* _Objective_:
Pick out every line in the records below that contains the word "pennant", and copy each of those lines in full.

* _Dataset excerpts_:
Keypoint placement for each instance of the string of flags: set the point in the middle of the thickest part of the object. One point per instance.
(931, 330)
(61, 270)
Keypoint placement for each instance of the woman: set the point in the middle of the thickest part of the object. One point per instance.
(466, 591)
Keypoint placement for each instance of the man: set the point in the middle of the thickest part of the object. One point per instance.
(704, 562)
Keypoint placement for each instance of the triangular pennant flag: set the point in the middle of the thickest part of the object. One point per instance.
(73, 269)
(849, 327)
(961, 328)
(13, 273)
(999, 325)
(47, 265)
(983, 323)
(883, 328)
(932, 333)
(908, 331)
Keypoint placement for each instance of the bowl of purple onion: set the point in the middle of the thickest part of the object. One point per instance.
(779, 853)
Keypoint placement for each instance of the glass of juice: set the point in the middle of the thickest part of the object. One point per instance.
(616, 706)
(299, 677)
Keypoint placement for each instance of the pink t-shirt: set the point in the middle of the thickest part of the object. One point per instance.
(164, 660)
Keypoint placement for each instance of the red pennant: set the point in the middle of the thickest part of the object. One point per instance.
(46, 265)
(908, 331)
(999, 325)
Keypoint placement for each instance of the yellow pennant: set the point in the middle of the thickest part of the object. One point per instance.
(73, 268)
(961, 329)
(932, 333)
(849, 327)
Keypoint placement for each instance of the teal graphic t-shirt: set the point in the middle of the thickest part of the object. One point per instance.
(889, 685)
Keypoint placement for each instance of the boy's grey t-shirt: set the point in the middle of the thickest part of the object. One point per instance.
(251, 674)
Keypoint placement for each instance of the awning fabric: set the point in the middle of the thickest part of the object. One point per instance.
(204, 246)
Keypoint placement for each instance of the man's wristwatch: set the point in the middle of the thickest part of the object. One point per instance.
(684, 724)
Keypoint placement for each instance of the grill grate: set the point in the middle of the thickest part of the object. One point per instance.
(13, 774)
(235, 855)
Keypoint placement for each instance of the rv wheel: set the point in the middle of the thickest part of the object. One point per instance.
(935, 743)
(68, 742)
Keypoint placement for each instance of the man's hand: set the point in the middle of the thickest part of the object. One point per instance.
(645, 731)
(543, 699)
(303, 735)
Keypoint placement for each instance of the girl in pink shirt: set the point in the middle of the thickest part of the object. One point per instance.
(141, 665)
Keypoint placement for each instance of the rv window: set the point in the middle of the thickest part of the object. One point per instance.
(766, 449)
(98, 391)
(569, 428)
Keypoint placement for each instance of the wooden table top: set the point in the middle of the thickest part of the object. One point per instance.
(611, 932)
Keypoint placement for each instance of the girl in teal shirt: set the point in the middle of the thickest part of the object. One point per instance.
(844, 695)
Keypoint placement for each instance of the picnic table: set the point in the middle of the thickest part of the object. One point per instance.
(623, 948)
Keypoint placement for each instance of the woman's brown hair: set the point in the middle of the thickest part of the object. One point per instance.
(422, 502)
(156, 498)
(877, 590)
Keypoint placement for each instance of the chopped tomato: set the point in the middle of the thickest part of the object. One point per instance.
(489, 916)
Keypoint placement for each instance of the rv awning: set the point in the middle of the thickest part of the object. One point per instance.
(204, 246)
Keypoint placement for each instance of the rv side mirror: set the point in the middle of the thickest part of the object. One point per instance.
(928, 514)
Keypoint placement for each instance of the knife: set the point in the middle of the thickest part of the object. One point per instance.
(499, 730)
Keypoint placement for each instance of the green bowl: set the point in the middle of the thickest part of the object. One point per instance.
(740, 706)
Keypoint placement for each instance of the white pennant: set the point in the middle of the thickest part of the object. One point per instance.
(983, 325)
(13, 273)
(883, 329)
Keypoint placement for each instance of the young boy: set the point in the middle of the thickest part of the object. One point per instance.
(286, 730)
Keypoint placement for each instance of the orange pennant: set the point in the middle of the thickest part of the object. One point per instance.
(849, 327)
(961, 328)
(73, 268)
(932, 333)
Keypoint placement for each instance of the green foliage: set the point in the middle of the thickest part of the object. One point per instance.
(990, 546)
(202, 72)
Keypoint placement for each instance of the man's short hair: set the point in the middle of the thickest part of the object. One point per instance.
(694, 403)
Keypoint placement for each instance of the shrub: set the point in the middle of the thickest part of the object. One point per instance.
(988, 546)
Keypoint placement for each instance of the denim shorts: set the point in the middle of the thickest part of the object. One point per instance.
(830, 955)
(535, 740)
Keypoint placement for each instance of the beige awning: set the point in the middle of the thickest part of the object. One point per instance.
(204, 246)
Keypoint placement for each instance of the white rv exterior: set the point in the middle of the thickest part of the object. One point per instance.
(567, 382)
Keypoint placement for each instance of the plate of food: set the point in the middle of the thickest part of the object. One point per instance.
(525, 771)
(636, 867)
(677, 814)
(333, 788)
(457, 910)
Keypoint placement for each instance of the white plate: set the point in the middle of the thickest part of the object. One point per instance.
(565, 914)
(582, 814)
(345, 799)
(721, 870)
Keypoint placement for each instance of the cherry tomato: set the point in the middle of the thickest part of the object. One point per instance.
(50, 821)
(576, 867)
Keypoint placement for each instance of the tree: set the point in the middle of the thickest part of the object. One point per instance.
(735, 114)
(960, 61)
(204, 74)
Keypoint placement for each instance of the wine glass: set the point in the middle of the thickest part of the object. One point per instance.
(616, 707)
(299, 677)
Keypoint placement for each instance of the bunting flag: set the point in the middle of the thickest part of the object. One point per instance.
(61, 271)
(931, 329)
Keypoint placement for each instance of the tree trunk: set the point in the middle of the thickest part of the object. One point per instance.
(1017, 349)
---
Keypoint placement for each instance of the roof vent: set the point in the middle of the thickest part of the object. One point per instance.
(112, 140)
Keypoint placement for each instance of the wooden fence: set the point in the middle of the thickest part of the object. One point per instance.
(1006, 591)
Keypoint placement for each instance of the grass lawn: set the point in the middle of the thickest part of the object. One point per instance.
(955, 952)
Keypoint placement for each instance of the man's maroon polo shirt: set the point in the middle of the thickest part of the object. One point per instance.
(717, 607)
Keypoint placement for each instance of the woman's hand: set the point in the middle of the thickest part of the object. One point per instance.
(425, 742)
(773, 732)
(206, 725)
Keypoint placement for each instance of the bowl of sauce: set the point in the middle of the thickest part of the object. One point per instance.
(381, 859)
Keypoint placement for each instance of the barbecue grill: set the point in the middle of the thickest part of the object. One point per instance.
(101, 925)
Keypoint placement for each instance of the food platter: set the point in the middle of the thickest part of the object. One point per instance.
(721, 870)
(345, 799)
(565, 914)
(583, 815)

* _Output of the task_:
Keypoint placement for each instance of the triangular pennant flag: set the point in the middle of the thickest part of the object. One point per instance.
Keypoint placement for each instance of the red pennant: set the point in the middle of the thickest part of the object. One point per instance.
Keypoint placement for each instance of the yellow pennant: set the point in the middle of the thickest part of the object. One point per instance.
Keypoint placement for each instance of the white pennant: set the point in the middle of the thickest part of the object. One point per instance.
Keypoint placement for each instance of the orange pennant: set the point in the middle of the thickest part of the object. One point per instance.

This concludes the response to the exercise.